++++ Given passage ++++

Bangkok Post - May 15, 2008
Apiradee Treerutkuarkul


RAYONG: The final phase of an Aids vaccine trial in Thailand which is due to be completed next year has showed promising results as the latest results revealed that the number of volunteers who contracted the virus was lower than expected, experts say.

Of the total of 16,402 volunteers recruited for the clinical trial, 7,000 had completed the monitoring period so far. Follow-up tests found the number of volunteers who had contracted HIV/Aids while participating in the programme was lower than the expected 150-200, said chief researcher Supachai Rerks-ngarm.

The clinical trial was launched in October 2003.

Most of the volunteers contracted the virus through unprotected sex. But the low infection rate among the volunteers could not give a complete indication of how effective the vaccine was in Aids prevention.

"It is still too early to say for the time being if the vaccine is effective. However, it is likely the results of the clinical trial will be ready in July 2009," he said.

Assistant chief researcher Nakorn Premsri said the programme would be responsible for providing funds for medication for those volunteers who had contracted the virus during their participation in the trial.

Funded by pharmaceutical firms and health advocacy groups in the United States along with the Public Health Ministry, the project faced a stumbling block initially due to a shortage of volunteers. It took a long time before all the planned 16,000 volunteers were recruited.

All volunteers aged 20 to 30 live in the two eastern provinces of Rayong and Chon Buri where the rate of infection among labourers is high.

Half of them have been getting injections of two combination vaccines - the canary pox vaccine Alvac and a synthesised combination of the B and E sub-types of the Aids virus AidsVax, with the rest getting placebo injections over a one-year period.

Each volunteer would be monitored for at least another three and a half years.

The clinical trial in Thailand was the first time the two vaccines were combined as experts believed that the combination was an effective alternative to HIV/Aids control.

Previously, research projects in Africa had used only one vaccine at a time and the results were unsatisfactory.

++++

In the Aids vaccine trial article, copy the passage word for word, starting at the words "Half of them" and stopping after "results were unsatisfactory.".

++++ Supplied material ++++

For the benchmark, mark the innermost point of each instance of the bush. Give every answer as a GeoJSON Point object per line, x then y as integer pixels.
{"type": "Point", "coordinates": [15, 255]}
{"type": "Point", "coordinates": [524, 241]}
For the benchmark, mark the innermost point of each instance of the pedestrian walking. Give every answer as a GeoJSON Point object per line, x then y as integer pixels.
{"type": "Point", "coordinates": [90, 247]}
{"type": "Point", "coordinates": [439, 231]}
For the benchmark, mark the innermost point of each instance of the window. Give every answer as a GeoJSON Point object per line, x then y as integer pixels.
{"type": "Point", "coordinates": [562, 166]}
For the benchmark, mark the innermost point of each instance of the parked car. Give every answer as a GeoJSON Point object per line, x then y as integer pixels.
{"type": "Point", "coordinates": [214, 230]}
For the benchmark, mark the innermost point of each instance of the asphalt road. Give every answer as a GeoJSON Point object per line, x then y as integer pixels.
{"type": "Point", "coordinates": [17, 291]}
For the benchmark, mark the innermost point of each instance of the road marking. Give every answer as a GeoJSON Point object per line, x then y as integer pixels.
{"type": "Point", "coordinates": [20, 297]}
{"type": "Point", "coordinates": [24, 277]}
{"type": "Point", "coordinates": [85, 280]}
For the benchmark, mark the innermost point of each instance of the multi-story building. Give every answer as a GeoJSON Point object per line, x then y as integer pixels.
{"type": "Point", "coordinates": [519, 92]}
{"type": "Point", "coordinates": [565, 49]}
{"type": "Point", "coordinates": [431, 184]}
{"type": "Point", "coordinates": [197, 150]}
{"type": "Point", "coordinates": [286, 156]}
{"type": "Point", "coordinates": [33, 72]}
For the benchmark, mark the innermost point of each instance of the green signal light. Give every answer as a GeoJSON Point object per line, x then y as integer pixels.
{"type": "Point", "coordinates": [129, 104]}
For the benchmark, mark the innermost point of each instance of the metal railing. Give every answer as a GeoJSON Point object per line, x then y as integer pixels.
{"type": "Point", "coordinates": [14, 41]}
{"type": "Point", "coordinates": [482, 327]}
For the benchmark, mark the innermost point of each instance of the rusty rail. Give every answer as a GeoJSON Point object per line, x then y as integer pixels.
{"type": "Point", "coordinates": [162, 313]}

++++

• [Task solution]
Half of them have been getting injections of two combination vaccines - the canary pox vaccine Alvac and a synthesised combination of the B and E sub-types of the Aids virus AidsVax, with the rest getting placebo injections over a one-year period.

Each volunteer would be monitored for at least another three and a half years.

The clinical trial in Thailand was the first time the two vaccines were combined as experts believed that the combination was an effective alternative to HIV/Aids control.

Previously, research projects in Africa had used only one vaccine at a time and the results were unsatisfactory.